» Task to complete: Copy all of the data below word for word, keeping every line and line break unchanged.

» The data:
──────────
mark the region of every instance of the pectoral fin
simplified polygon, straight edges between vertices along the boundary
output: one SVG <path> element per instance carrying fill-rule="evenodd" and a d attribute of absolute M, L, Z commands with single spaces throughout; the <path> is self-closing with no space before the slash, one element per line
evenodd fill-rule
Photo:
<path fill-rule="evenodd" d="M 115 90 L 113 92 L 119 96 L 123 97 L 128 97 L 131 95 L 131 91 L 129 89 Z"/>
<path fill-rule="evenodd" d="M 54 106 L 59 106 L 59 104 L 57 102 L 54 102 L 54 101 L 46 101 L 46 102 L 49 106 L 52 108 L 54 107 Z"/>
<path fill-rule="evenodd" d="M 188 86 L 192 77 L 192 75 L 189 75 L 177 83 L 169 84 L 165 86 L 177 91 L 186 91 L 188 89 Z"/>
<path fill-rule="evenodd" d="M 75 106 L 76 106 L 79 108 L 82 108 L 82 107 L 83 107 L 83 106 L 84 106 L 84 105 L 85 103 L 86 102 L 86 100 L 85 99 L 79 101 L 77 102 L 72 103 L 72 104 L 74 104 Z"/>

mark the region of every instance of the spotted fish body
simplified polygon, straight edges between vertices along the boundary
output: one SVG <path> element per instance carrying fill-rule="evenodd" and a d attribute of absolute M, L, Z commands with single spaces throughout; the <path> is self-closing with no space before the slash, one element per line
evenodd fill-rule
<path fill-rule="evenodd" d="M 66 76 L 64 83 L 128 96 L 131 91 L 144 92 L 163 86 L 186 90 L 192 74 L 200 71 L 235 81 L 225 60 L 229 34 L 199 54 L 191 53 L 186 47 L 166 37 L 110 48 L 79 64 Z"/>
──────────
» Response to the task:
mark the region of every instance of the pectoral fin
simplified polygon, straight edges between vertices along the boundary
output: one SVG <path> element per instance carrying fill-rule="evenodd" and a d attribute of absolute M, L, Z commands with single spaces throughout; the <path> is self-closing with no space before the slash, one element per line
evenodd fill-rule
Photo:
<path fill-rule="evenodd" d="M 115 90 L 113 92 L 119 96 L 123 97 L 128 97 L 131 95 L 131 91 L 129 89 Z"/>
<path fill-rule="evenodd" d="M 54 106 L 59 106 L 59 104 L 57 102 L 54 102 L 54 101 L 46 101 L 46 102 L 49 106 L 52 108 L 54 107 Z"/>
<path fill-rule="evenodd" d="M 188 86 L 192 77 L 192 75 L 189 75 L 177 83 L 169 84 L 165 86 L 177 91 L 186 91 L 188 89 Z"/>
<path fill-rule="evenodd" d="M 75 106 L 76 106 L 79 108 L 82 108 L 82 107 L 83 107 L 83 106 L 84 106 L 84 105 L 85 103 L 86 102 L 86 100 L 85 99 L 79 101 L 77 102 L 72 103 L 72 104 L 74 104 Z"/>

mark the region of every instance of the spotted fish body
simplified polygon, straight edges between vertices along the boundary
output: one SVG <path> element per instance carrying fill-rule="evenodd" and a d attribute of absolute M, L, Z commands with single spaces throughout; the <path> is self-closing with no space before the slash, one element per line
evenodd fill-rule
<path fill-rule="evenodd" d="M 66 76 L 64 83 L 128 96 L 131 91 L 144 92 L 163 86 L 186 90 L 192 74 L 200 71 L 235 81 L 225 60 L 229 34 L 199 54 L 191 53 L 186 47 L 166 37 L 110 48 L 79 64 Z"/>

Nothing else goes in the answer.